Given problem >>
Write out the data below word for word, beginning at its start and stopping after the line that contains "column 144, row 249". Leave the pictures out.

☆ ☆ ☆ ☆ ☆ ☆ ☆

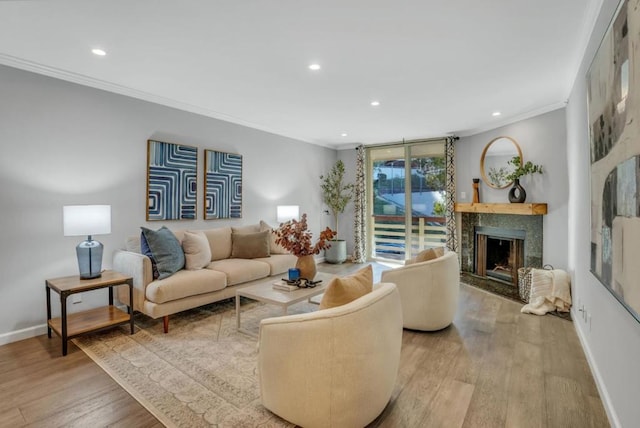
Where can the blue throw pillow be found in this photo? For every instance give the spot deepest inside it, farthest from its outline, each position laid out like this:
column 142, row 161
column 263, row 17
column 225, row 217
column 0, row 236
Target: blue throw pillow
column 166, row 250
column 144, row 249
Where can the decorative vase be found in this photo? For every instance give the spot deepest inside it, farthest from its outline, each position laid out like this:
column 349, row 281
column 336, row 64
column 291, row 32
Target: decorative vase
column 337, row 252
column 307, row 266
column 517, row 193
column 476, row 192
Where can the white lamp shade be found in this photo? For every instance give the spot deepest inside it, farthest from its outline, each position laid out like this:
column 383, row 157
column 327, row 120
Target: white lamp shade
column 86, row 220
column 287, row 212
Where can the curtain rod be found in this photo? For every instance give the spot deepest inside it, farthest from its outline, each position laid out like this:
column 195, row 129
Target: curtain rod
column 409, row 142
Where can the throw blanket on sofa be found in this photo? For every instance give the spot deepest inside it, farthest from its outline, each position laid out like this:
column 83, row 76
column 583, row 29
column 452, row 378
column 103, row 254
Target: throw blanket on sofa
column 550, row 291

☆ ☆ ☆ ☆ ☆ ☆ ☆

Solution for this task >>
Where can the blue throw pillow be found in this photo? For every instance give the spot deepest inside it, farthest from its outline, each position laid out like this:
column 142, row 161
column 263, row 17
column 225, row 217
column 0, row 236
Target: blue throw pillow
column 166, row 250
column 144, row 249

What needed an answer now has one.